___ Extracted data ___

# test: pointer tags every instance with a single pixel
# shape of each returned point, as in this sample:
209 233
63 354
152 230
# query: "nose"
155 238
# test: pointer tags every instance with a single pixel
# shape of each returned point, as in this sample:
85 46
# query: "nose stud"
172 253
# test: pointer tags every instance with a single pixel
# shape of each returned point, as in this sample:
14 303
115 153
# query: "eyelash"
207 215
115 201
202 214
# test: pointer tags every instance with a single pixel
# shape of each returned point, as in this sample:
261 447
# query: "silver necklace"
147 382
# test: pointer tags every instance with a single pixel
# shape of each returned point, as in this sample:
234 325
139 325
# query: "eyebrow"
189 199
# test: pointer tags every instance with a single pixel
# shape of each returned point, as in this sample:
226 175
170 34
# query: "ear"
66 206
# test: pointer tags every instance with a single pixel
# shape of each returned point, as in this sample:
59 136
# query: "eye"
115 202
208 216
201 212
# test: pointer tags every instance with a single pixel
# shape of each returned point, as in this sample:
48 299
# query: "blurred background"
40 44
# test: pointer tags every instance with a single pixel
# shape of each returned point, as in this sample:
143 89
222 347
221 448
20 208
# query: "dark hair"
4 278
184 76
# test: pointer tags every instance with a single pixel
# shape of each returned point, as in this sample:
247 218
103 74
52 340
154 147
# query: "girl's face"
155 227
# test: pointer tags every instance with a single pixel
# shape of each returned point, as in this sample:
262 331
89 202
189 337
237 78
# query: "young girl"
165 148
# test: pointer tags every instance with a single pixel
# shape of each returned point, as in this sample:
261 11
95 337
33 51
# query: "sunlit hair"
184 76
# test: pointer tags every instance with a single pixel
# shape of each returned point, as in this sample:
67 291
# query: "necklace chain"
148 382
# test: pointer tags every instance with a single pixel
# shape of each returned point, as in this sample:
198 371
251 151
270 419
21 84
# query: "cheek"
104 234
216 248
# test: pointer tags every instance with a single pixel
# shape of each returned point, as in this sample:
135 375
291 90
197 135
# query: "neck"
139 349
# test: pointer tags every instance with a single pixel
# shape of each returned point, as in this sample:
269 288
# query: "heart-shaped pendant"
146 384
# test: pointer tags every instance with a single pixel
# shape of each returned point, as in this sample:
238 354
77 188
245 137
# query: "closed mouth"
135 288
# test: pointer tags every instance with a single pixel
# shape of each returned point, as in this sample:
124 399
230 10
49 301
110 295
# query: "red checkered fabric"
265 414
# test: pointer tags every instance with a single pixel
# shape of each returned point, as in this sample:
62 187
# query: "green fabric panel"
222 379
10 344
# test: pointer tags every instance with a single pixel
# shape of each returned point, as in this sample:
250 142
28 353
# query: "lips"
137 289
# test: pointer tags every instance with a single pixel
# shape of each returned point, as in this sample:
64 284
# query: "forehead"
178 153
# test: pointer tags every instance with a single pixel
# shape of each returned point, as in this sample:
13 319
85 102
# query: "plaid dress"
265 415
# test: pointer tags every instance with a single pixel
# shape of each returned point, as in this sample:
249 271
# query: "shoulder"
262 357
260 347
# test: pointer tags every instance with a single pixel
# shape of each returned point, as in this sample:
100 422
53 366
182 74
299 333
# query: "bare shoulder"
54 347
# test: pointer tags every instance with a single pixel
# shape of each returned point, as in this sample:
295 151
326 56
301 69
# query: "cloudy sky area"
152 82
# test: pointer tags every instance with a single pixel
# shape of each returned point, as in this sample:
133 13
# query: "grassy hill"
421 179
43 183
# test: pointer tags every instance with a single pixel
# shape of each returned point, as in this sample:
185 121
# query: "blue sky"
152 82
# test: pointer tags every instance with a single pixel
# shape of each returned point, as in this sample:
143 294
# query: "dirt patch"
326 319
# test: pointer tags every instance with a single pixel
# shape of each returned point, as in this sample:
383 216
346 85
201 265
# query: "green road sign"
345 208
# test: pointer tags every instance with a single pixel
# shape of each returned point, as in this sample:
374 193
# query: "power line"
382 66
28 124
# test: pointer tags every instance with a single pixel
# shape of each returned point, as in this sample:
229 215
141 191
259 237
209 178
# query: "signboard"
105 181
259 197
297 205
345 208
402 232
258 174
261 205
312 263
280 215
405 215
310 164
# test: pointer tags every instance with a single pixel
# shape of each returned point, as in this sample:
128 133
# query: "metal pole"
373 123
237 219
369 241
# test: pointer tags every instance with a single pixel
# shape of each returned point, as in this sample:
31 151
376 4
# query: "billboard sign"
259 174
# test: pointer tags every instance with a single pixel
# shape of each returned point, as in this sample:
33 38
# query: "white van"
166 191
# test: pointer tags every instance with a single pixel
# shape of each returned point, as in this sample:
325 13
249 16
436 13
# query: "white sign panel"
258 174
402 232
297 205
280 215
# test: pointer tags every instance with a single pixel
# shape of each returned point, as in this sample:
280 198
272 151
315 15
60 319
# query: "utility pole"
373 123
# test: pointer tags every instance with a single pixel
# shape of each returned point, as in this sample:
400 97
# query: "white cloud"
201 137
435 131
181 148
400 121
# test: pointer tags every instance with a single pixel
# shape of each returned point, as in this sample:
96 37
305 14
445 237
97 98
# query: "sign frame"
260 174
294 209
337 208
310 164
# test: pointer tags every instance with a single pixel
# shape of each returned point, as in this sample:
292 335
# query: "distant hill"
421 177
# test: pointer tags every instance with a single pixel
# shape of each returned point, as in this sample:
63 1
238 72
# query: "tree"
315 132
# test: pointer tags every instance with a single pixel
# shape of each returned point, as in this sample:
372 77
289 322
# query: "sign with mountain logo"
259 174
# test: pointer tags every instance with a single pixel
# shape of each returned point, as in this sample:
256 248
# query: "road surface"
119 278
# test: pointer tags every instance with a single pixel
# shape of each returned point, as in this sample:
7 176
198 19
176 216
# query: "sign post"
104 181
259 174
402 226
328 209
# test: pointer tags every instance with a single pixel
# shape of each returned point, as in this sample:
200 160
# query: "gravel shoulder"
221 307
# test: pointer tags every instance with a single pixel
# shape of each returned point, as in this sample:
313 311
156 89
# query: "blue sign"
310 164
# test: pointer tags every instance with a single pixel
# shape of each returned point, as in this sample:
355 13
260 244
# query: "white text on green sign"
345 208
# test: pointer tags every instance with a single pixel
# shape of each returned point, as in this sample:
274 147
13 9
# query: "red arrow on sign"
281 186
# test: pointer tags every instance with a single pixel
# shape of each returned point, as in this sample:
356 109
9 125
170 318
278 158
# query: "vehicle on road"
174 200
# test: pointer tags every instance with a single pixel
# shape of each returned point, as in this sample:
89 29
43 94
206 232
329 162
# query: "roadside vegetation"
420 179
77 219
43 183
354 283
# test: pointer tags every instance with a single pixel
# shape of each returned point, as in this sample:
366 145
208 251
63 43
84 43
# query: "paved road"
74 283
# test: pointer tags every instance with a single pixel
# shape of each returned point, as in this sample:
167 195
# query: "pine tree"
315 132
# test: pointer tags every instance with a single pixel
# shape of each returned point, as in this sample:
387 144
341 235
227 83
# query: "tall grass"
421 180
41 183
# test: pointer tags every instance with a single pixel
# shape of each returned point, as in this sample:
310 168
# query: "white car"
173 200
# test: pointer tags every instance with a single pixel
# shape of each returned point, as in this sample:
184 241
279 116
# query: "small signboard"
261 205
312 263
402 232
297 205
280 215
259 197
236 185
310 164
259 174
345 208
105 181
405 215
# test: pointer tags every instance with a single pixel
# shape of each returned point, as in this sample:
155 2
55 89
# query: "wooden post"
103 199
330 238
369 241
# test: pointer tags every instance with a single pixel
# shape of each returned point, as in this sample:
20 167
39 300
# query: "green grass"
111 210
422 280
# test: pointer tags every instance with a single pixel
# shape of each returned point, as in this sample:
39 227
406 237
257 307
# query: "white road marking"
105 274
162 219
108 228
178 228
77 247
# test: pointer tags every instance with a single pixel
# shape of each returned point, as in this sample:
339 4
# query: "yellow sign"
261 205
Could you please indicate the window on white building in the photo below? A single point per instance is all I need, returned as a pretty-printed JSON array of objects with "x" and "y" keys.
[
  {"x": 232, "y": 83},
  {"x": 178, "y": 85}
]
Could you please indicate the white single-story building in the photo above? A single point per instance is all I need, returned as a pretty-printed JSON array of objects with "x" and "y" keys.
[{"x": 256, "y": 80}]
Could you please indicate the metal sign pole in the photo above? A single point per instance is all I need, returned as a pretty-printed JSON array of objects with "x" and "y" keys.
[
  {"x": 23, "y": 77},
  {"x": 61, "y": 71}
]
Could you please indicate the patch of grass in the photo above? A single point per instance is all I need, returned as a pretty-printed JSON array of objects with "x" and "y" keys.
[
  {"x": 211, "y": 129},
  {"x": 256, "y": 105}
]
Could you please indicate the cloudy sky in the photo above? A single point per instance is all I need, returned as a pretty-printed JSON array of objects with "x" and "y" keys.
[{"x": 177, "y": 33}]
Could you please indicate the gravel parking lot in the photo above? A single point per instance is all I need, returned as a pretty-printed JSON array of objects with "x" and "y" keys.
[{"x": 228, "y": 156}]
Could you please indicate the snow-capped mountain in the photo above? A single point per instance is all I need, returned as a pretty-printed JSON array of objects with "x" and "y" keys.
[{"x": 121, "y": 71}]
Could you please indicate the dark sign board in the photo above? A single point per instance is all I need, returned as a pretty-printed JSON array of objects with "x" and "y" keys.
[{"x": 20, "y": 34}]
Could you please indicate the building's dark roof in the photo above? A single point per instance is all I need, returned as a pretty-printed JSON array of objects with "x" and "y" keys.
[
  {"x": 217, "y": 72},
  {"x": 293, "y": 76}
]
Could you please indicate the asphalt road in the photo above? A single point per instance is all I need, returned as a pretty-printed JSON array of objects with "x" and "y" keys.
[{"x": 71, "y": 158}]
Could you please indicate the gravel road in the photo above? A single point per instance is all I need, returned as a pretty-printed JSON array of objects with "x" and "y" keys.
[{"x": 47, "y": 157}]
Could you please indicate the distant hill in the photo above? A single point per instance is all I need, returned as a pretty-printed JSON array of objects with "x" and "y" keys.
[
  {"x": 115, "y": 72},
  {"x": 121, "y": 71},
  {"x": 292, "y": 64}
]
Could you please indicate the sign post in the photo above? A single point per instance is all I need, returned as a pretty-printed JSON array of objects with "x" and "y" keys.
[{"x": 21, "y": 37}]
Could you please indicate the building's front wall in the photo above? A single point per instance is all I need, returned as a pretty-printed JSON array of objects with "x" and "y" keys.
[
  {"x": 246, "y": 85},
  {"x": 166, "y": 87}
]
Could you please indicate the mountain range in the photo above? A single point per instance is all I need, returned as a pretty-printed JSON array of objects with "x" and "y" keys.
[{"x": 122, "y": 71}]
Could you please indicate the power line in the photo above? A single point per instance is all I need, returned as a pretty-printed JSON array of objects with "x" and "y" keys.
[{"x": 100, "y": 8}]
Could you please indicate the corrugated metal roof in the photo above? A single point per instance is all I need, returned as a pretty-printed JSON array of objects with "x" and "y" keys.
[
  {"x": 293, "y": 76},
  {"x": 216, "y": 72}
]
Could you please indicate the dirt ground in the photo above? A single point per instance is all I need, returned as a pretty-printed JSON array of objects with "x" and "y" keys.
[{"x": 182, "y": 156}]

___

* _Work instructions_
Everything from the line that contains "Could you please indicate the building's front" through the final line of the listing is to be restated word for word, and nothing more.

* _Solution below_
Could you please indicate the building's front wall in the photo above? A single point per instance is all I need, returned as a pretty-printed JSON array of objects with "x" and "y" keys.
[
  {"x": 246, "y": 85},
  {"x": 166, "y": 87}
]
Could you please indicate the mountain range in the photo above? A single point per instance is all I need, returned as a pretty-printed JSON array of objects with "x" and "y" keys.
[{"x": 122, "y": 71}]
Could you please indicate the power line in the photo above? A single point per instance is all I need, returned as a pretty-printed JSON array of objects with "x" and "y" keys.
[{"x": 100, "y": 8}]
Could you please indicate the corrugated metal roof in the photo above? A single point per instance is all I need, returned as a pretty-printed JSON array of objects with "x" and "y" keys.
[
  {"x": 293, "y": 76},
  {"x": 216, "y": 72}
]
Could you please indicate the dirt ground in the photo above? A single point per instance is all I need, returned as a pretty-printed JSON array of objects with "x" and "y" keys.
[{"x": 182, "y": 156}]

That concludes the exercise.